Only lines with the string "tree" should be returned from the data below.
DATA FOR PROCESSING Start Marker
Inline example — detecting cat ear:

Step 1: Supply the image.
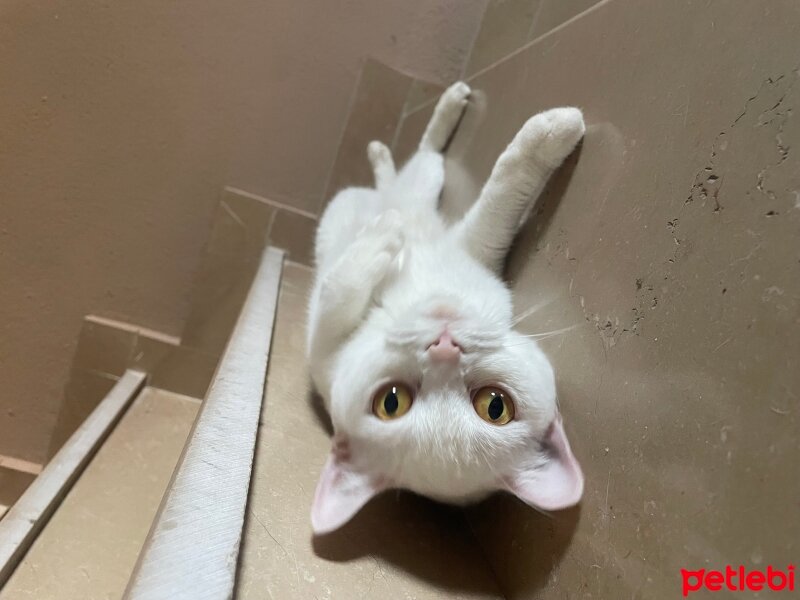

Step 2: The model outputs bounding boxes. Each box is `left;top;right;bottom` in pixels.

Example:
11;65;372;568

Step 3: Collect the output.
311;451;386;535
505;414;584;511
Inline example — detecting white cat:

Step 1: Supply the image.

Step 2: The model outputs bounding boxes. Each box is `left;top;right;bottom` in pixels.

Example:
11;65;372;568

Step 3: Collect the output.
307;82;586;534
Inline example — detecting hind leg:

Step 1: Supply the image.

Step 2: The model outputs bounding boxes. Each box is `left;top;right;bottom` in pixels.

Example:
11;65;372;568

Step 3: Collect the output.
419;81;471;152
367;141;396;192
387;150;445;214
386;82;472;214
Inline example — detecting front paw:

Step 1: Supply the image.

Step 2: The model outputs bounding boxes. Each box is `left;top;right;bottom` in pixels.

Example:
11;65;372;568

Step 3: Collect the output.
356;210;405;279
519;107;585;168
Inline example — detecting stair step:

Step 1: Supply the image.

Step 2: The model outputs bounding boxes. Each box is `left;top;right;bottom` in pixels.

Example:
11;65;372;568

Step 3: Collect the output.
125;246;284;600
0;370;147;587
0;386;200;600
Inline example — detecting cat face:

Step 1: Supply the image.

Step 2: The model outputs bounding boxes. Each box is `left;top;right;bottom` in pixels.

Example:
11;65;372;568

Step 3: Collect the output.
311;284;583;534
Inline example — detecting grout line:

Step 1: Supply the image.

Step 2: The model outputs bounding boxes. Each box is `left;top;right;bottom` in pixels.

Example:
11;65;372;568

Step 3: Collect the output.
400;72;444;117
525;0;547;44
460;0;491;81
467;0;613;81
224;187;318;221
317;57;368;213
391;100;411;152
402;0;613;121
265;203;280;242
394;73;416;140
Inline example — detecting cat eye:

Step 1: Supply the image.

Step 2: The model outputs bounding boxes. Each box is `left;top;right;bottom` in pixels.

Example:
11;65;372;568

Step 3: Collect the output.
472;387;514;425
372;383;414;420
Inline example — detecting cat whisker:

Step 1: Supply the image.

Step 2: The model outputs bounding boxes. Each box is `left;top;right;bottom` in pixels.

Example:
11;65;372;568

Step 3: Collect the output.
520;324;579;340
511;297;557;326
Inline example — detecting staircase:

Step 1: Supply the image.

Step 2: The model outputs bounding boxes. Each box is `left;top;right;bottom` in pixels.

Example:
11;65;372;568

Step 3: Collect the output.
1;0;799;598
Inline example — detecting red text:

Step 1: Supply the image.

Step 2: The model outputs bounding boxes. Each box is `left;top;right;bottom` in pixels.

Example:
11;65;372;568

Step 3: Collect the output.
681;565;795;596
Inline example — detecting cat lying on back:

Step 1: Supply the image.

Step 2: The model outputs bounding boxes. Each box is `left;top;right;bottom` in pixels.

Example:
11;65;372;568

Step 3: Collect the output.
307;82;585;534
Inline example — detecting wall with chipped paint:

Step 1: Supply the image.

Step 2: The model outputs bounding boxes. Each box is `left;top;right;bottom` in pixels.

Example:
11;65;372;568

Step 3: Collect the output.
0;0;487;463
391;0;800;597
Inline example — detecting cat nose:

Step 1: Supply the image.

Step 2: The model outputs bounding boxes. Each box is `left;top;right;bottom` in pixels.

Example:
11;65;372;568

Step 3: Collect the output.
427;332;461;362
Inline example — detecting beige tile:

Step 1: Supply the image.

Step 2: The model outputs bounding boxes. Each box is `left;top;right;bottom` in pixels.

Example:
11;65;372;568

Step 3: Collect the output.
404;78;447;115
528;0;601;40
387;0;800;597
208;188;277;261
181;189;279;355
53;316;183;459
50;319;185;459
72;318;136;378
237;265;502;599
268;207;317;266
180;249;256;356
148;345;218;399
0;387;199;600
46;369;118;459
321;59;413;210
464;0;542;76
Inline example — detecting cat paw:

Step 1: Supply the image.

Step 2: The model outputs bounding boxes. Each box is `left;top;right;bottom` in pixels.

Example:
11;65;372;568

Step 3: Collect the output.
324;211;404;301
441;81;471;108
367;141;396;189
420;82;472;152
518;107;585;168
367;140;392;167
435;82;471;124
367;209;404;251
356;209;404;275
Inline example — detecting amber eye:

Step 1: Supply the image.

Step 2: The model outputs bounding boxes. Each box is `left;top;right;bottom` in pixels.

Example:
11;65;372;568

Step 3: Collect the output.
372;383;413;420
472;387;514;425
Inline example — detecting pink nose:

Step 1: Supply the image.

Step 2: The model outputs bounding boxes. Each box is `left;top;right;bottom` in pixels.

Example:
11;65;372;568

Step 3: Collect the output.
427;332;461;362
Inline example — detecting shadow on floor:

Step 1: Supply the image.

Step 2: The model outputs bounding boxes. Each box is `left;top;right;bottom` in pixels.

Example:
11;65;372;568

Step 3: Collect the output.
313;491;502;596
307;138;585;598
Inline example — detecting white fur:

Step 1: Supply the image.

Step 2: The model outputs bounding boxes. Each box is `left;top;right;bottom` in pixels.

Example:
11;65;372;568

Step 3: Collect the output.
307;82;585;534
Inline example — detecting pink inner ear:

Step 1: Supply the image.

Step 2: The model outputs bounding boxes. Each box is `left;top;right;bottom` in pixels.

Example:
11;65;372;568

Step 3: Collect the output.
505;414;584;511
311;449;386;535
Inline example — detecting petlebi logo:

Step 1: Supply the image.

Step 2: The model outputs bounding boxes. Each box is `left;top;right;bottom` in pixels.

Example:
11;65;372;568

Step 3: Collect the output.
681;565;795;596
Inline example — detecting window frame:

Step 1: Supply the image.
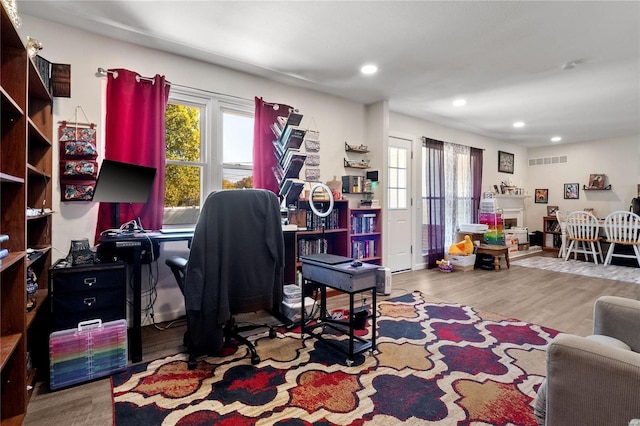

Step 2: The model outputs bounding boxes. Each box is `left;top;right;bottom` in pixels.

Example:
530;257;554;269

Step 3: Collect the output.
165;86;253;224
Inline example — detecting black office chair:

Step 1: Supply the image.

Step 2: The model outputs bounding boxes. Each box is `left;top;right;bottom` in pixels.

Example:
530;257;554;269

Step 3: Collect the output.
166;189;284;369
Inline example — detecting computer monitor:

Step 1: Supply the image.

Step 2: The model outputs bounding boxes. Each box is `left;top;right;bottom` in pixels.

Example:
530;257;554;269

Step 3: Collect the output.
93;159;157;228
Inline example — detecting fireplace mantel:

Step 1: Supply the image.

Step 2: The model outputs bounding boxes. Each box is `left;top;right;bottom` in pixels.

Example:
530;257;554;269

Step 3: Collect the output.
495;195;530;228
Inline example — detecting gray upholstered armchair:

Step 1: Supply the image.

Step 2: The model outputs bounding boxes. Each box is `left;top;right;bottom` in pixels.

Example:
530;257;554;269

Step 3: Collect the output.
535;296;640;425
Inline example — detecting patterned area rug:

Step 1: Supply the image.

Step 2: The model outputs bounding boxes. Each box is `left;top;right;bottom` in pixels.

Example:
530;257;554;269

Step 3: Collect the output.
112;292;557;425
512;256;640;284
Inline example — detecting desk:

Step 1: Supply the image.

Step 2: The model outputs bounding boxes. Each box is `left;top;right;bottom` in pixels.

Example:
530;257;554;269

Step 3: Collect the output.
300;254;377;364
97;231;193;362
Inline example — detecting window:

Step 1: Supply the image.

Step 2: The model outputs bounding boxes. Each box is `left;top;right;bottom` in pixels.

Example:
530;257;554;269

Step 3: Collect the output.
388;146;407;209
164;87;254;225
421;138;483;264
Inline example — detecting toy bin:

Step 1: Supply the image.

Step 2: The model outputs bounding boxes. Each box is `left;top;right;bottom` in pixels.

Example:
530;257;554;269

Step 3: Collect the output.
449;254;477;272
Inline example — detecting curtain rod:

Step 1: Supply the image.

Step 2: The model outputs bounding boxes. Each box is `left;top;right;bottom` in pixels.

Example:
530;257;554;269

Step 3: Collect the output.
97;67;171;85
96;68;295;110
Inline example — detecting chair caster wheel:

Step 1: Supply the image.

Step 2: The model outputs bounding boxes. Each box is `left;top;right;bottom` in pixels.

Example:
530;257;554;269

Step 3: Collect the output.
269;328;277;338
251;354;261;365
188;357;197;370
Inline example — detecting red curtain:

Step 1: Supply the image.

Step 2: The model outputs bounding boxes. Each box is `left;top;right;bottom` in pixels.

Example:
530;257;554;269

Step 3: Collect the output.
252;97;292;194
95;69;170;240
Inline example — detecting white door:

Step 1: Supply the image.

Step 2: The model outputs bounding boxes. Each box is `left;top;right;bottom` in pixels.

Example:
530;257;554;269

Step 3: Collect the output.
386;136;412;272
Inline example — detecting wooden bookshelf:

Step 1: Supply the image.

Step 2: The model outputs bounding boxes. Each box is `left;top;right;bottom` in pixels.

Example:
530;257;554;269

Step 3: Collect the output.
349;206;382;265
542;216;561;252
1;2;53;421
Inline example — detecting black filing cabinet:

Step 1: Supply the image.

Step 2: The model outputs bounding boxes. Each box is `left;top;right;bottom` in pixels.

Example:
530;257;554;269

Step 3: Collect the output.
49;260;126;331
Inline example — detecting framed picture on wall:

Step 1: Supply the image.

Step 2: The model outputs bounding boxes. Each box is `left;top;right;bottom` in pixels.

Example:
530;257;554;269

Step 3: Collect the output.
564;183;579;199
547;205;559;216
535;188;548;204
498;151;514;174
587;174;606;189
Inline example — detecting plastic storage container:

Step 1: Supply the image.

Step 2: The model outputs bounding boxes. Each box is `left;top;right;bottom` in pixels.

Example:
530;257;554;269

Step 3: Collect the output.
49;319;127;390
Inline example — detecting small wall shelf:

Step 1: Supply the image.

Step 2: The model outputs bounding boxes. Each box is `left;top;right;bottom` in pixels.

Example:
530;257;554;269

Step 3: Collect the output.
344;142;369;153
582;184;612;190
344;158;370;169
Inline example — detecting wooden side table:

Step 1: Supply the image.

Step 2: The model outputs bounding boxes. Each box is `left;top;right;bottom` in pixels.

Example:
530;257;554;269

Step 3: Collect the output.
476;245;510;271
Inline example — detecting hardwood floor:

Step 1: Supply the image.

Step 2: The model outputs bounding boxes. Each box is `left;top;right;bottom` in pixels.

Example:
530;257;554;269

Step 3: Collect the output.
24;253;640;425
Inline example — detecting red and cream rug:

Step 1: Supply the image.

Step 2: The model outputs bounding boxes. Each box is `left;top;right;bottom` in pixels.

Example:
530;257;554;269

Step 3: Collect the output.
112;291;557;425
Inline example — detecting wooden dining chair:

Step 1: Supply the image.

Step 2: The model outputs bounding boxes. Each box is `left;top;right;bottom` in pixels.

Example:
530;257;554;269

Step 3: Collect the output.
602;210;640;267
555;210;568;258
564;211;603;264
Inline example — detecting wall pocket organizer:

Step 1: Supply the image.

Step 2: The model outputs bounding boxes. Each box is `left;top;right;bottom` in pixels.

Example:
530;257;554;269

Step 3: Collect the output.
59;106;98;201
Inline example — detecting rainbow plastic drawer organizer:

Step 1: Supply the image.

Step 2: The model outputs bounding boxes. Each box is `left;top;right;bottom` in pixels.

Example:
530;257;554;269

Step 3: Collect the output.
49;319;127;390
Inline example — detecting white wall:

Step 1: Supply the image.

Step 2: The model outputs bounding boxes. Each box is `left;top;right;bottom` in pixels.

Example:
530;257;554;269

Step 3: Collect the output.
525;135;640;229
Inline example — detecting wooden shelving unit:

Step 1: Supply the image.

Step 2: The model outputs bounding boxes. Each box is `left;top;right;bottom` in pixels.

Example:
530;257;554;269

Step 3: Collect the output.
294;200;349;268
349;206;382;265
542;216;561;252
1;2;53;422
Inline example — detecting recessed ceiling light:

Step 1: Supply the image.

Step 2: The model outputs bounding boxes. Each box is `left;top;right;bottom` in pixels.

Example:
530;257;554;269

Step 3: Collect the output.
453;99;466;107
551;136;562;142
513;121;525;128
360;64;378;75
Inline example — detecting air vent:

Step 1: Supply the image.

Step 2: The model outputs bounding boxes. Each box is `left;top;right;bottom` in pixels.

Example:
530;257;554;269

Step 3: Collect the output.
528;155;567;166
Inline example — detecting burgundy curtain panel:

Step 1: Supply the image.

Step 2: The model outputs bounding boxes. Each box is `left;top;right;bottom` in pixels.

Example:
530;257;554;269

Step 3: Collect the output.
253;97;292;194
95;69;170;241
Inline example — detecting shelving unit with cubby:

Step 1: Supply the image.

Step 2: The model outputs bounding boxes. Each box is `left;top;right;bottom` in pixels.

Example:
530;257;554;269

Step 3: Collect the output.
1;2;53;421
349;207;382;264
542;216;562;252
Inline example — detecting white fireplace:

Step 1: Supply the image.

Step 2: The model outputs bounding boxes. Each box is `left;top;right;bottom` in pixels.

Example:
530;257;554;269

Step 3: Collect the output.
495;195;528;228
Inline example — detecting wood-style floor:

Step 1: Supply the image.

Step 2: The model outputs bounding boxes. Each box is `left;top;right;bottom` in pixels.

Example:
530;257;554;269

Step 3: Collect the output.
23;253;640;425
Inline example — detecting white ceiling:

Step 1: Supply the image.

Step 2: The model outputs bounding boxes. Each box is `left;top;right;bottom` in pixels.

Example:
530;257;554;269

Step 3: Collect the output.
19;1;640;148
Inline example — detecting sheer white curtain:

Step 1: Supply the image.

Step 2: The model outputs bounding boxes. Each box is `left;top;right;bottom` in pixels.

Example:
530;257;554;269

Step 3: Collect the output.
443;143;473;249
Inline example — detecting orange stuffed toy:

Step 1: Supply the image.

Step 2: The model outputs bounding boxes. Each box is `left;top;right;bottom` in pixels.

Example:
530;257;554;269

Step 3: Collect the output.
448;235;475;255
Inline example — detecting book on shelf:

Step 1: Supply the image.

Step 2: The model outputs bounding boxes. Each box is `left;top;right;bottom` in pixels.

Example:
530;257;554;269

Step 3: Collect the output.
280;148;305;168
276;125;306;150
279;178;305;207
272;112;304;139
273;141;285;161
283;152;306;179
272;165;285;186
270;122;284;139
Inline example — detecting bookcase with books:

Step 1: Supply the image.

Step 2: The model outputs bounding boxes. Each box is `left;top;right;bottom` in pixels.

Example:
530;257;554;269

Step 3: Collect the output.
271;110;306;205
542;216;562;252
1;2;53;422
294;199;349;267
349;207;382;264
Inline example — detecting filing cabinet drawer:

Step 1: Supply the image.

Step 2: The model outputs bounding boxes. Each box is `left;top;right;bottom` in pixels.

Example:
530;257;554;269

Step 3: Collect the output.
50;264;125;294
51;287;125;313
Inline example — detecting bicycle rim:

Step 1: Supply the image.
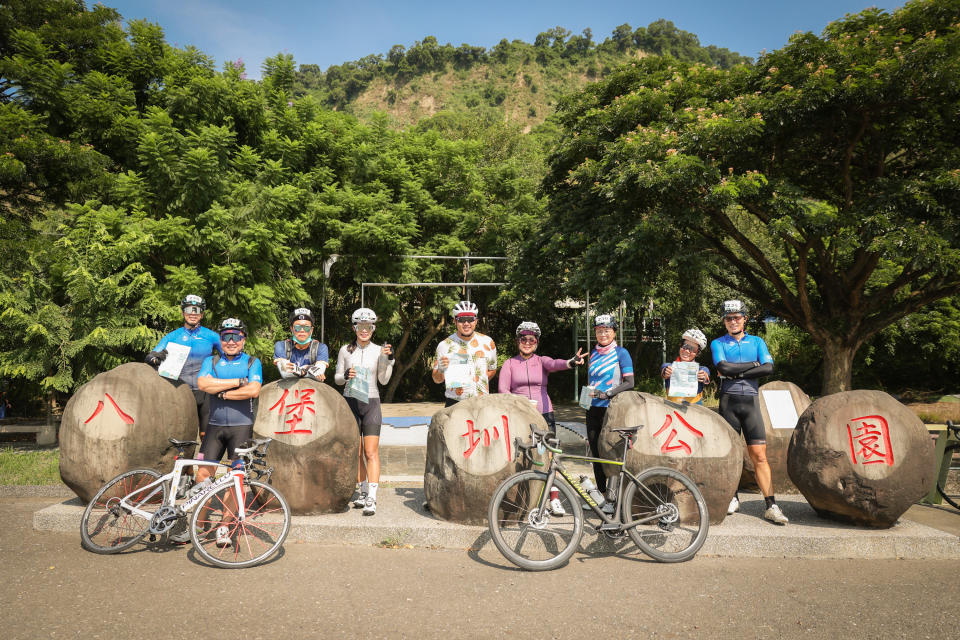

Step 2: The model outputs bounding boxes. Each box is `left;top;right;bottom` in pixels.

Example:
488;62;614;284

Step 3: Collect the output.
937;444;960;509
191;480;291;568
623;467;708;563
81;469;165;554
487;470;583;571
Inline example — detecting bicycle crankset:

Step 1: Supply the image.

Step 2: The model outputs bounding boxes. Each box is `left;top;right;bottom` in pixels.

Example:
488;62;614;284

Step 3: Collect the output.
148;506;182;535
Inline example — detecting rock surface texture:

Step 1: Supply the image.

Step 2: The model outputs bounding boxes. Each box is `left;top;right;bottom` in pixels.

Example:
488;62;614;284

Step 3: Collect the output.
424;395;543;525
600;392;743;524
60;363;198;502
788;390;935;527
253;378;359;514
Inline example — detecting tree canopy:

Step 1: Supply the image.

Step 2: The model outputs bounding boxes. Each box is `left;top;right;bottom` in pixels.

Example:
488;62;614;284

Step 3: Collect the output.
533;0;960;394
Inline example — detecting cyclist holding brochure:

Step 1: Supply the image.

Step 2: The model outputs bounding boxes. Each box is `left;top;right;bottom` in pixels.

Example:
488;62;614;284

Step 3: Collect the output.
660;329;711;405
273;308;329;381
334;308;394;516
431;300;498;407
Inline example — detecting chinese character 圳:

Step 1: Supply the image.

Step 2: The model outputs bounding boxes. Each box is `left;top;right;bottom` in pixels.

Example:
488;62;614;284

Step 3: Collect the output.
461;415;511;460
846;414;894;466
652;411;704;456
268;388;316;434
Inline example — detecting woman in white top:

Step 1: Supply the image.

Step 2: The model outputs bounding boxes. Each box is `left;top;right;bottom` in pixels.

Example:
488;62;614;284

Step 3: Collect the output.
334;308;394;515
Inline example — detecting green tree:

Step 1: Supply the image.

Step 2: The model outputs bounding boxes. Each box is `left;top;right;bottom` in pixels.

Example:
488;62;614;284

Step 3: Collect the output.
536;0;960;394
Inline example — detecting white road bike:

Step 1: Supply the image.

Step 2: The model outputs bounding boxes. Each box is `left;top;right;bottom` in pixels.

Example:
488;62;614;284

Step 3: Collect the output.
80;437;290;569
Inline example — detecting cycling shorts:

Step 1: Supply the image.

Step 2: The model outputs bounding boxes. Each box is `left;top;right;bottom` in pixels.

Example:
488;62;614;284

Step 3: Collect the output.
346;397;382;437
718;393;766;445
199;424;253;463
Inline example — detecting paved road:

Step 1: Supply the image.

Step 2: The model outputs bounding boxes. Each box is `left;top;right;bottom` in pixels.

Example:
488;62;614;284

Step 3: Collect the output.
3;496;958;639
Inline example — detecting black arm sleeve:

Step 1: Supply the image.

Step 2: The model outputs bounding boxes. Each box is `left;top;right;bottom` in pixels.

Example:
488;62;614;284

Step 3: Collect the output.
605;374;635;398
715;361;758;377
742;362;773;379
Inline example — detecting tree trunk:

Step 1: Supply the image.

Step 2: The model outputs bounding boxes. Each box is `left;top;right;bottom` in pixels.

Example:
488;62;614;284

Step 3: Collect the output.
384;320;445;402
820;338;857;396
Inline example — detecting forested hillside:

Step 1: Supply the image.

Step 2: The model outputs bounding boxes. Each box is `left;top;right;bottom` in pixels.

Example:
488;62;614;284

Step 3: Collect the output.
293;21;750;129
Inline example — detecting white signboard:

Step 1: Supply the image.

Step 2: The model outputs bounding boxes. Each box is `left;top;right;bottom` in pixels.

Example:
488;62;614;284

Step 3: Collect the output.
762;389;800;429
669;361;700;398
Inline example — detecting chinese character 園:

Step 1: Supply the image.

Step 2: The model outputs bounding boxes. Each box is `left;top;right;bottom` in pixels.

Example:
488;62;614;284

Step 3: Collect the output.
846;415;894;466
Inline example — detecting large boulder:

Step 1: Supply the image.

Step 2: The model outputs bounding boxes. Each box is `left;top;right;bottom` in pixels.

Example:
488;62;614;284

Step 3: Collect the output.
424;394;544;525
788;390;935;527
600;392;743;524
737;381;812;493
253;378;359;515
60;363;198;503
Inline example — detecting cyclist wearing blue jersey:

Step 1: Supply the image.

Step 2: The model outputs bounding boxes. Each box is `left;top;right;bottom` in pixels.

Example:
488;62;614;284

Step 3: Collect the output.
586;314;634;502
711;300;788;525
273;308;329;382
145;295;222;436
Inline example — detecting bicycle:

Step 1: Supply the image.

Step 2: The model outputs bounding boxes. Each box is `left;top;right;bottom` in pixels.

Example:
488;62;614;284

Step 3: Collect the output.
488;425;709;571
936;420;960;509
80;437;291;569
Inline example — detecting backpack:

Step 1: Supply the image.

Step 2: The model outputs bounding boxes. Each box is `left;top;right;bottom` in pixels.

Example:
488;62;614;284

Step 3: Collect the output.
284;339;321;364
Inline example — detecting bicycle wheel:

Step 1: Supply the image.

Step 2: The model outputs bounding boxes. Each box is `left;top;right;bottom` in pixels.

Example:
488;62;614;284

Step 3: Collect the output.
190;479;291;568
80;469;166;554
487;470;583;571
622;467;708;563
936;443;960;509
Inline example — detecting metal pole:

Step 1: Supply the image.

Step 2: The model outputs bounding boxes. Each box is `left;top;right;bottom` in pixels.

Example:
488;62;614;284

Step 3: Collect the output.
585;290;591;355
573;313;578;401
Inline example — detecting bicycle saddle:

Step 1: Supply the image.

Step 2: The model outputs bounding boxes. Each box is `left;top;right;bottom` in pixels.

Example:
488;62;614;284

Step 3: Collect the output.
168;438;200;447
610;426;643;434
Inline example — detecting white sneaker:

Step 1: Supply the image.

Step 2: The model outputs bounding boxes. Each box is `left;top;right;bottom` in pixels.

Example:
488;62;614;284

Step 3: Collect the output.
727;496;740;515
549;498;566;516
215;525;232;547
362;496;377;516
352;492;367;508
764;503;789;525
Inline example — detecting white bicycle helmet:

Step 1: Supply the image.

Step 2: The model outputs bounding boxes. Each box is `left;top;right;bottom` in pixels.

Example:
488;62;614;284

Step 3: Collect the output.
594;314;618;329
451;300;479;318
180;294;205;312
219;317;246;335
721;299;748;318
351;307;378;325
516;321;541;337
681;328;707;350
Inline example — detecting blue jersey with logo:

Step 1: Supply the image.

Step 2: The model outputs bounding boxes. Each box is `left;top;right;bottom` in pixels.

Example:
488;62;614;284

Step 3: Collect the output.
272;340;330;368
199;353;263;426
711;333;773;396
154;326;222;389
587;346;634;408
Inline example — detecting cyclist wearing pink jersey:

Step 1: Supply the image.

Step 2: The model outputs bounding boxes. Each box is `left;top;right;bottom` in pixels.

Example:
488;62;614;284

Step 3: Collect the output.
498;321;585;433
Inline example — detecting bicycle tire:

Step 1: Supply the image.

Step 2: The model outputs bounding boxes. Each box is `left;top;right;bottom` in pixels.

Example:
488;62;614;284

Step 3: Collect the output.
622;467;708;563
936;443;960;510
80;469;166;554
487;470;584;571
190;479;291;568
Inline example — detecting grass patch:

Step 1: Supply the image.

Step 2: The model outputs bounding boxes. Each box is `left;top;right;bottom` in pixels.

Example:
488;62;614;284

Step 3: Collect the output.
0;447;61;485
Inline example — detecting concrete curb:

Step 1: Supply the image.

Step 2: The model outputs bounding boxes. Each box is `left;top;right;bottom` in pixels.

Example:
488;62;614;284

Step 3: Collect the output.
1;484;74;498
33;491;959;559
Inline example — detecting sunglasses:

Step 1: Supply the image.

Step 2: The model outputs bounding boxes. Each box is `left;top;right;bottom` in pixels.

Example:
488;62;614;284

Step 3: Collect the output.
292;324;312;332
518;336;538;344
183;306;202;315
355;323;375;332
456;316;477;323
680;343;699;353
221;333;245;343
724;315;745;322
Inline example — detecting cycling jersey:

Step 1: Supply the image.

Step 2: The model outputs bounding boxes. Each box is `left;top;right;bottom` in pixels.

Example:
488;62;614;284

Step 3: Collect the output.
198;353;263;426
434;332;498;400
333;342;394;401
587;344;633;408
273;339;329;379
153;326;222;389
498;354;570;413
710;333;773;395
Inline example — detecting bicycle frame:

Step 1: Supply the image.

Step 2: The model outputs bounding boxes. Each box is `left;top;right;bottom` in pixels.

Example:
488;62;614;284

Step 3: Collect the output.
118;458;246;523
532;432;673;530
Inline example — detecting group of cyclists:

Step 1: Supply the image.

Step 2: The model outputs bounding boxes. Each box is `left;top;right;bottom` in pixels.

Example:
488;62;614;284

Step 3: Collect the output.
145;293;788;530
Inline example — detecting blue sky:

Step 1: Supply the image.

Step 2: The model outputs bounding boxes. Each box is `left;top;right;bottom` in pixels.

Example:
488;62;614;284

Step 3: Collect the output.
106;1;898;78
DATA FOR PROCESSING End Marker
• **YOUR RESPONSE**:
Inline example — detecting tree canopy:
Inline example — detecting green tree:
Inline example — detecting tree trunk:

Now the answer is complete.